→ TASK TO COMPLETE
Every line below should be copied out exactly.

→ Entries taken from a collection

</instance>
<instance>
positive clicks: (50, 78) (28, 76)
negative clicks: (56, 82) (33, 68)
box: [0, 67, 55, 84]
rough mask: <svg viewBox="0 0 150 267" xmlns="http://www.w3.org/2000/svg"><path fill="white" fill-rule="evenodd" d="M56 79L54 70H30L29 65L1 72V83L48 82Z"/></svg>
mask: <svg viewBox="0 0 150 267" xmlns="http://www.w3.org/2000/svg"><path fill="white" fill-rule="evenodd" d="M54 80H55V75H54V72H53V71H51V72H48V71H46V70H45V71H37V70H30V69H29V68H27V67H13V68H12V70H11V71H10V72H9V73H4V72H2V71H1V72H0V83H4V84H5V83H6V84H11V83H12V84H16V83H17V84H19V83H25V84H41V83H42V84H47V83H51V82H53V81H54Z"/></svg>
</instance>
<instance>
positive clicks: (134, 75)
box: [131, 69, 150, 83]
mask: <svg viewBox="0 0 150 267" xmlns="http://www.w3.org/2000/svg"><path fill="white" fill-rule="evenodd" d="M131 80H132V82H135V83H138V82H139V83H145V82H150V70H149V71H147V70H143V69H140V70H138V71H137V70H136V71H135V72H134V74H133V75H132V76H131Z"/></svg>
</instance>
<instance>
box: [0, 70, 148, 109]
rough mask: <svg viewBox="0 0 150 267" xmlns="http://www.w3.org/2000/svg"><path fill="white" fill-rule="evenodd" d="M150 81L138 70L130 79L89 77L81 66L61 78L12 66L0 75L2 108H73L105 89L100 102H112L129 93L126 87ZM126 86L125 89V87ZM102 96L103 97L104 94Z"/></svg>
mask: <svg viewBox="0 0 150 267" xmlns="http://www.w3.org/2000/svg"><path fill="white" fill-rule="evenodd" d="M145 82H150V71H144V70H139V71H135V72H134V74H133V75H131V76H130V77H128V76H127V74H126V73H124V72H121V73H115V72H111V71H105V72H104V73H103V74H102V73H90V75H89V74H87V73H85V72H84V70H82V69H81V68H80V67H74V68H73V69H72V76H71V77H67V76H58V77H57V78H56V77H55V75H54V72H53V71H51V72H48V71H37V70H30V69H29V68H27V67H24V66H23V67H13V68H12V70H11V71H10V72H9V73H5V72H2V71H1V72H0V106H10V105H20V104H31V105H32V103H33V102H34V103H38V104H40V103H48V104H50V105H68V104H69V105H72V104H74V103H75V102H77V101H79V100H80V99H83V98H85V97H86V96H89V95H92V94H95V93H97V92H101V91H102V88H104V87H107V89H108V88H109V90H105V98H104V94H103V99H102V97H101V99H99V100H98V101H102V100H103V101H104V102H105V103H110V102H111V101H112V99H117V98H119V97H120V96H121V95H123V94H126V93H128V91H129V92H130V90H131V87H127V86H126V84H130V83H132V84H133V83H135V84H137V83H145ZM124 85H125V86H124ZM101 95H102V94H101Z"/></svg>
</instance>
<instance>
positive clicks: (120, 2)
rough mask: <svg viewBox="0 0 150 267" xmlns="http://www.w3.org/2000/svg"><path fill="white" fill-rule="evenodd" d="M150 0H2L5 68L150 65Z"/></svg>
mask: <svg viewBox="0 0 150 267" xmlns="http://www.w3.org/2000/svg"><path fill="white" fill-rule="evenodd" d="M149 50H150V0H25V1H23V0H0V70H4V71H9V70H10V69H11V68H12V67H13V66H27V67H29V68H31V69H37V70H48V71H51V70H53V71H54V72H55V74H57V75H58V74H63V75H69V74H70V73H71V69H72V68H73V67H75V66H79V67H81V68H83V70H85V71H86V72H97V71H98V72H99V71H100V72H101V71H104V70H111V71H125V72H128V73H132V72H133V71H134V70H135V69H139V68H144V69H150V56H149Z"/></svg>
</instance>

→ RESULT OF THIS EXERCISE
</instance>
<instance>
positive clicks: (50, 78) (28, 76)
negative clicks: (56, 82) (33, 68)
box: [0, 67, 55, 84]
rough mask: <svg viewBox="0 0 150 267" xmlns="http://www.w3.org/2000/svg"><path fill="white" fill-rule="evenodd" d="M56 79L54 70H30L29 65L1 72V83L48 82Z"/></svg>
mask: <svg viewBox="0 0 150 267" xmlns="http://www.w3.org/2000/svg"><path fill="white" fill-rule="evenodd" d="M54 80H55V75H54V72H53V71H51V72H48V71H46V70H45V71H37V70H30V69H29V68H27V67H13V68H12V70H11V71H10V72H9V73H4V72H2V71H1V72H0V83H4V84H5V83H6V84H11V83H12V84H16V83H17V84H19V83H25V84H41V83H42V84H47V83H51V82H53V81H54Z"/></svg>
</instance>
<instance>
positive clicks: (134, 75)
box: [131, 69, 150, 83]
mask: <svg viewBox="0 0 150 267" xmlns="http://www.w3.org/2000/svg"><path fill="white" fill-rule="evenodd" d="M131 80H132V82H135V83H138V82H139V83H145V82H150V70H149V71H147V70H143V69H140V70H138V71H137V70H136V71H135V72H134V74H133V75H132V76H131Z"/></svg>
</instance>
<instance>
box: [0, 70, 148, 109]
rough mask: <svg viewBox="0 0 150 267" xmlns="http://www.w3.org/2000/svg"><path fill="white" fill-rule="evenodd" d="M150 81L138 70L130 79L89 77L81 66L61 78L12 66L0 75L2 108H73L105 89L100 102H112L129 93L126 87ZM126 86L125 89V87ZM102 96L103 97L104 94Z"/></svg>
mask: <svg viewBox="0 0 150 267" xmlns="http://www.w3.org/2000/svg"><path fill="white" fill-rule="evenodd" d="M145 82H150V71H144V70H139V71H135V72H134V74H133V75H131V76H130V77H128V76H127V74H126V73H124V72H121V73H115V72H111V71H105V72H104V73H103V74H102V73H90V75H89V74H87V73H85V72H84V70H82V69H81V68H80V67H74V68H73V69H72V76H71V77H67V76H58V77H57V78H56V77H55V75H54V72H53V71H51V72H48V71H37V70H30V69H29V68H27V67H24V66H23V67H13V68H12V70H11V71H10V72H9V73H5V72H2V71H1V72H0V106H10V105H20V104H31V105H32V103H33V102H34V103H38V104H40V103H48V104H50V105H68V104H69V105H72V104H74V103H75V102H77V101H79V100H80V99H83V98H85V97H86V96H89V95H92V94H95V93H97V92H101V91H102V88H104V87H107V89H108V88H109V90H105V98H104V94H103V99H102V97H101V99H99V100H98V101H102V100H103V101H104V102H105V103H110V102H111V101H112V99H117V98H119V97H120V96H121V95H123V94H126V93H128V91H129V92H130V90H131V87H127V86H126V84H130V83H132V84H133V83H135V84H137V83H145ZM124 85H125V86H124ZM101 95H102V94H101Z"/></svg>
</instance>
<instance>
positive clicks: (120, 2)
rough mask: <svg viewBox="0 0 150 267" xmlns="http://www.w3.org/2000/svg"><path fill="white" fill-rule="evenodd" d="M150 0H2L5 68L150 65Z"/></svg>
mask: <svg viewBox="0 0 150 267" xmlns="http://www.w3.org/2000/svg"><path fill="white" fill-rule="evenodd" d="M149 50H150V0H25V1H23V0H0V70H4V71H9V70H10V69H11V68H12V67H13V66H27V67H29V68H31V69H37V70H48V71H51V70H53V71H54V72H55V74H57V75H58V74H63V75H69V74H70V73H71V69H72V68H73V67H75V66H79V67H81V68H83V70H85V71H86V72H97V71H98V72H99V71H100V72H101V71H104V70H111V71H125V72H128V73H132V72H133V71H134V70H135V69H139V68H144V69H150V56H149Z"/></svg>
</instance>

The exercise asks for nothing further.